++++ Records for this task

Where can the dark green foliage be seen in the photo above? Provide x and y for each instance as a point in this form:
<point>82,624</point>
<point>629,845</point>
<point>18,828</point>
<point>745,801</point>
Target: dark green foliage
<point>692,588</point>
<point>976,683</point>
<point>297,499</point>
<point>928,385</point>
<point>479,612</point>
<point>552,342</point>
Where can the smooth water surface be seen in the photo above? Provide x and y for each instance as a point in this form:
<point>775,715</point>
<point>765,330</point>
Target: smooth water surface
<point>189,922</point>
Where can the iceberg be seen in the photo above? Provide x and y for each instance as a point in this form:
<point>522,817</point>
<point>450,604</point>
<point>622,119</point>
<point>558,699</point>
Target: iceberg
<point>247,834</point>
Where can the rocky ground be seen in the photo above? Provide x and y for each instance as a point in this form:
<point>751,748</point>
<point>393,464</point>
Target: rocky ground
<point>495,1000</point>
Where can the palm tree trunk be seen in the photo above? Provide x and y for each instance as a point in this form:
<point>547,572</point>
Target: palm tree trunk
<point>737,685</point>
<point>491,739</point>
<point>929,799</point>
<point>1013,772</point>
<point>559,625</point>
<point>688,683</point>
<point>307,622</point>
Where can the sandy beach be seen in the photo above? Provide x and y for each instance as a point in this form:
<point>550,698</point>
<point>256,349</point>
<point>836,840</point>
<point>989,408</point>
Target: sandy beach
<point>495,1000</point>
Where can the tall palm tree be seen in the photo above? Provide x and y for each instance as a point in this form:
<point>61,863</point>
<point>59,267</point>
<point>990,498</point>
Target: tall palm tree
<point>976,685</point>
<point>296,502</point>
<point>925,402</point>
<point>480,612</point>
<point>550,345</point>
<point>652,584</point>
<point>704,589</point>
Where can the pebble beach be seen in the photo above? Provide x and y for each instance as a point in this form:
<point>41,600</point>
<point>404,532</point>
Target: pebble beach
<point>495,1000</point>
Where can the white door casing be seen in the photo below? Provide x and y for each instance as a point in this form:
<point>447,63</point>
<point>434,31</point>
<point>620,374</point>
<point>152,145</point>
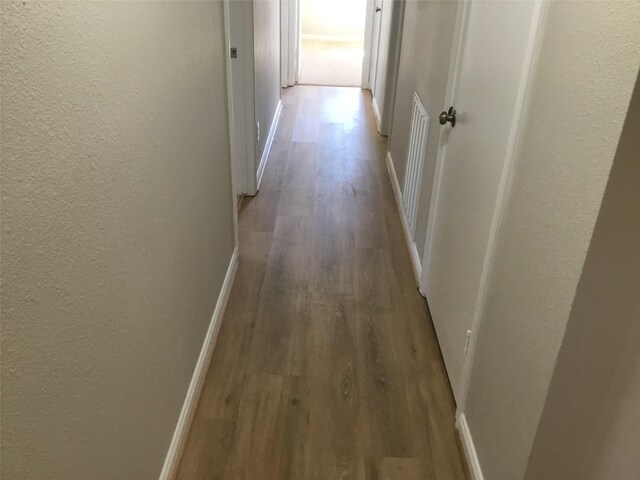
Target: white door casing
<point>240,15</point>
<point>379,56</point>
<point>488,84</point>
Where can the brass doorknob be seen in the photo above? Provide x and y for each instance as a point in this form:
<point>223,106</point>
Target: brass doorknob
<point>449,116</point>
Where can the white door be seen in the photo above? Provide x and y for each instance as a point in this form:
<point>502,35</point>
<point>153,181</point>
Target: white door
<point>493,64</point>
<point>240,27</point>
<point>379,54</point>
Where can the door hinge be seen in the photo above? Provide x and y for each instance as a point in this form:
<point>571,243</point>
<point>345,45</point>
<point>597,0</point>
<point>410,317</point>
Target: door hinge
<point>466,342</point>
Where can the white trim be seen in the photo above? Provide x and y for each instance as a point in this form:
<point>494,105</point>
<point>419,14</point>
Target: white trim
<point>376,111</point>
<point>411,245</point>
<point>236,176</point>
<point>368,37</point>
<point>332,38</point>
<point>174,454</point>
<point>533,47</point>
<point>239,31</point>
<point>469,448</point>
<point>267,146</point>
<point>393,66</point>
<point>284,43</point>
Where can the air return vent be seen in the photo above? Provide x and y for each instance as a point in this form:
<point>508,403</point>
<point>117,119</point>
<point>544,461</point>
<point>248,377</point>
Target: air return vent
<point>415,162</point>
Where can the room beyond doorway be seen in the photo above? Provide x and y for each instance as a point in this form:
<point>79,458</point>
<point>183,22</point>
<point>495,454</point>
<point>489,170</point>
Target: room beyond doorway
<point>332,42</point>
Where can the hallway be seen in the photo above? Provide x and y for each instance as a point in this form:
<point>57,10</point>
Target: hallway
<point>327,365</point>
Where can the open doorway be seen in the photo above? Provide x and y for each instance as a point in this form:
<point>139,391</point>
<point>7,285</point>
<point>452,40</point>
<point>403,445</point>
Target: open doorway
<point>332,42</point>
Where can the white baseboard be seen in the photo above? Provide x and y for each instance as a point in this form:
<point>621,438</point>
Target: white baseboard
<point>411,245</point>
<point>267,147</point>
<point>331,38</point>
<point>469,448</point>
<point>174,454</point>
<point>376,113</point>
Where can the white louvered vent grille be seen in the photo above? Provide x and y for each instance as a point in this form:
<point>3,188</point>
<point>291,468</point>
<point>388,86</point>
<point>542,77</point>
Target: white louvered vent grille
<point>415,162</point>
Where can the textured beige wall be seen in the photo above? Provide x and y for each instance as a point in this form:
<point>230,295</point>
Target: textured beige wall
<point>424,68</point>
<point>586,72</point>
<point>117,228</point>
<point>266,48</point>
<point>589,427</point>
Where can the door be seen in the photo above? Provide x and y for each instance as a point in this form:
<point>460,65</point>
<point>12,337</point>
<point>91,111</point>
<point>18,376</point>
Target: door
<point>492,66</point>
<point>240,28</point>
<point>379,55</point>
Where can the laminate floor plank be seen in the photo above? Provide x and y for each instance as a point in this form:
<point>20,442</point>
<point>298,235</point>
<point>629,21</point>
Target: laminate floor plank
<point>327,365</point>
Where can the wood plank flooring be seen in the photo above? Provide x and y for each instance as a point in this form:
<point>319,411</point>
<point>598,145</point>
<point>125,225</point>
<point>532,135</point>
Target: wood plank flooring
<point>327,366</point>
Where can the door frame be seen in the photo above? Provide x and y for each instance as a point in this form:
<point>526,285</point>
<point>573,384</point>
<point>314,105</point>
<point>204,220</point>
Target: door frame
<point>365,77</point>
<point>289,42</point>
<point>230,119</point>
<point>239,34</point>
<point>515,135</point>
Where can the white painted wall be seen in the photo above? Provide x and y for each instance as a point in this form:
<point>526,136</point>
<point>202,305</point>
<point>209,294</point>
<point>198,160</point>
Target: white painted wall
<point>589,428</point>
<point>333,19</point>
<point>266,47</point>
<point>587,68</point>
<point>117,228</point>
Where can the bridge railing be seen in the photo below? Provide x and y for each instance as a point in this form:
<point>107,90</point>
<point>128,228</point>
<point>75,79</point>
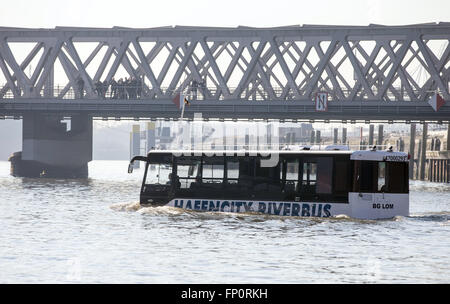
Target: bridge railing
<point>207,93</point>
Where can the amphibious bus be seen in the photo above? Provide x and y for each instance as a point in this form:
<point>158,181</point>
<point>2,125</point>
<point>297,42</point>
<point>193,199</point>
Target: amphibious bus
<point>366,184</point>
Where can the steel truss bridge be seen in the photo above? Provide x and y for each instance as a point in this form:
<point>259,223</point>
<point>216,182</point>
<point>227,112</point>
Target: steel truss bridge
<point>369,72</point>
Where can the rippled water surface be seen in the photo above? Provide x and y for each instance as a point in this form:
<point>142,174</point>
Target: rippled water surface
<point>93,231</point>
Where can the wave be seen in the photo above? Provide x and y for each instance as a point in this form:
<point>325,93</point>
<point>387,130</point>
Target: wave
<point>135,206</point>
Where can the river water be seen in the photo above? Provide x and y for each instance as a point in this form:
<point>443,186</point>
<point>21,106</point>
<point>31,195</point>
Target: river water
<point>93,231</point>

++++++++

* **Directions**: Can you write out all of the items above again with "Provide x and y" switched to "Give the x and y coordinates" everywhere it appears and everything else unchanged, without including the pictures?

* **Written response**:
Where can the dark green foliage be seen in the photo above? Give the x and y coordinates for each instance as a point in this form:
<point>82,624</point>
<point>629,845</point>
<point>18,828</point>
<point>745,801</point>
Target: dark green foliage
<point>692,588</point>
<point>976,683</point>
<point>297,499</point>
<point>928,385</point>
<point>479,612</point>
<point>552,342</point>
Where can the smooth water surface be seen in the photo above? Give the x and y coordinates for each instance as a point in this form:
<point>775,715</point>
<point>765,330</point>
Target: smooth water surface
<point>189,922</point>
Where can the iceberg be seen in the photo above? Give the x and y coordinates for each instance as a point in this form:
<point>522,817</point>
<point>450,604</point>
<point>622,119</point>
<point>558,699</point>
Target: iceberg
<point>247,834</point>
Where can the rocky ground be seen in the photo above? Give the x and y coordinates for each instance as a point in this form:
<point>751,748</point>
<point>393,464</point>
Target: rocky ground
<point>495,1000</point>
Where can the palm tree trunk be seen in the photo above? Give the x and y coordinates for each instance as a point in this form:
<point>547,572</point>
Target: palm tree trunk
<point>737,685</point>
<point>491,739</point>
<point>929,799</point>
<point>1013,772</point>
<point>559,625</point>
<point>688,683</point>
<point>307,622</point>
Where can the sandy beach be seen in the photo above? Give the x and y coordinates for each instance as a point in this form:
<point>550,698</point>
<point>256,349</point>
<point>836,840</point>
<point>989,408</point>
Target: sandy beach
<point>495,1000</point>
Where can the tall palm tree be seen in the photo above? Give the x and y coordinates for each instance as a point in this form:
<point>61,863</point>
<point>59,267</point>
<point>990,498</point>
Target: tall palm tree
<point>976,685</point>
<point>296,502</point>
<point>925,402</point>
<point>480,612</point>
<point>550,345</point>
<point>652,584</point>
<point>704,589</point>
Where can the pebble beach be seen in the photo above? Give the x and y coordinates for each instance as a point in this form:
<point>41,600</point>
<point>404,532</point>
Target: pebble beach
<point>495,1000</point>
Where can the white door casing be seen in the photo below? Give the x and y coordinates for each instance as a point in this form:
<point>447,63</point>
<point>434,31</point>
<point>620,374</point>
<point>152,145</point>
Target: white door casing
<point>240,15</point>
<point>379,56</point>
<point>488,84</point>
Where can the brass doorknob be seen in the photo above? Give the x and y coordinates for each instance as a point in this form:
<point>223,106</point>
Target: brass doorknob
<point>449,116</point>
Where can the white door be seen in the photo above? Give the x and y coordinates for each instance as a point in this form:
<point>502,35</point>
<point>153,181</point>
Target: white door
<point>493,64</point>
<point>240,27</point>
<point>379,54</point>
Where can the door hinge be seen in the photo above? Give the x and y coordinates for each instance as a point in this form:
<point>571,243</point>
<point>345,45</point>
<point>597,0</point>
<point>410,317</point>
Target: door hinge
<point>466,342</point>
Where can the white trim be seen in the photo above? Give the x and y coordinates for each instance as a point in this form:
<point>494,105</point>
<point>419,14</point>
Target: white trim
<point>376,111</point>
<point>411,245</point>
<point>236,176</point>
<point>368,37</point>
<point>332,38</point>
<point>174,454</point>
<point>533,47</point>
<point>239,31</point>
<point>469,448</point>
<point>267,146</point>
<point>393,66</point>
<point>284,43</point>
Where can the air return vent be seen in the photo above? Give the x and y coordinates for each instance as a point in this form:
<point>508,403</point>
<point>117,119</point>
<point>544,461</point>
<point>248,377</point>
Target: air return vent
<point>415,162</point>
Where can the room beyond doorway be seen in the photo above? Give the x and y coordinates for each instance as a point in this form:
<point>79,458</point>
<point>183,22</point>
<point>495,454</point>
<point>489,170</point>
Target: room beyond doorway
<point>332,42</point>
Where can the hallway be seen in the photo above? Give the x and y coordinates for each instance as a point in this form:
<point>57,10</point>
Target: hallway
<point>327,365</point>
Where can the open doorway be seen in the photo above? Give the x and y coordinates for each instance as a point in this form:
<point>139,391</point>
<point>7,285</point>
<point>452,40</point>
<point>403,445</point>
Target: open doorway
<point>332,42</point>
Where can the white baseboard be seen in the photo above? Give the x and y coordinates for each instance as a point in this form:
<point>621,438</point>
Target: white baseboard
<point>411,245</point>
<point>267,147</point>
<point>331,38</point>
<point>469,448</point>
<point>174,454</point>
<point>376,113</point>
Where can the white louvered vent grille be seen in the photo above? Give the x and y coordinates for each instance as a point in this form:
<point>3,188</point>
<point>291,468</point>
<point>388,86</point>
<point>542,77</point>
Target: white louvered vent grille
<point>415,162</point>
Where can the textured beige wall be seen in the photo above? Give the x and y coordinates for each instance as a point in this form:
<point>230,295</point>
Target: textured beige wall
<point>424,68</point>
<point>586,72</point>
<point>117,228</point>
<point>266,48</point>
<point>589,427</point>
Where can the door be seen in the photo above? Give the x and y coordinates for each instance as a point in this form:
<point>460,65</point>
<point>12,337</point>
<point>91,111</point>
<point>18,376</point>
Target: door
<point>492,66</point>
<point>240,28</point>
<point>379,55</point>
Where can the laminate floor plank be seen in the photo above? Give the x and y coordinates for each instance as a point in this form:
<point>20,442</point>
<point>298,235</point>
<point>629,21</point>
Target: laminate floor plank
<point>327,365</point>
Where can the wood plank flooring be seen in the photo above? Give the x and y coordinates for each instance as a point in this form:
<point>319,411</point>
<point>598,145</point>
<point>125,225</point>
<point>532,135</point>
Target: wood plank flooring
<point>327,366</point>
Where can the door frame be seen in the photo above? Give the x and y coordinates for each instance as a point in this form:
<point>526,285</point>
<point>573,384</point>
<point>314,105</point>
<point>204,220</point>
Target: door frame
<point>365,77</point>
<point>289,42</point>
<point>230,119</point>
<point>239,34</point>
<point>515,135</point>
Where can the white painted wall be seen in the photo above? Give the x and y coordinates for each instance as a point in this form:
<point>526,136</point>
<point>202,305</point>
<point>209,294</point>
<point>198,160</point>
Target: white painted wall
<point>589,428</point>
<point>333,19</point>
<point>266,47</point>
<point>587,68</point>
<point>117,228</point>
Where can the bridge railing be seen in the photo below? Give the x and y coordinates for each instance as a point in this form:
<point>107,90</point>
<point>128,228</point>
<point>75,79</point>
Target: bridge railing
<point>207,93</point>
Where can the amphibious bus be seen in the photo above? Give the x and y coordinates for each instance as a point in this form:
<point>158,181</point>
<point>2,125</point>
<point>297,42</point>
<point>193,199</point>
Target: amphibious bus
<point>366,184</point>
Where can the steel truss bridge be seen in the photo above? Give the x and y coordinates for each instance as a point in this form:
<point>259,223</point>
<point>216,182</point>
<point>227,112</point>
Target: steel truss bridge
<point>369,72</point>
Where can the rippled water surface be seen in the photo above? Give the x and y coordinates for each instance as a point in this form:
<point>142,174</point>
Target: rippled water surface
<point>93,231</point>
Where can the wave be seen in the photo above? Give the x and y coordinates for each instance as a point in this form:
<point>325,93</point>
<point>387,130</point>
Target: wave
<point>135,206</point>
Where can the river water be seen in the photo above? Give the x and y coordinates for each instance as a point in this form:
<point>443,186</point>
<point>21,106</point>
<point>31,195</point>
Target: river water
<point>93,231</point>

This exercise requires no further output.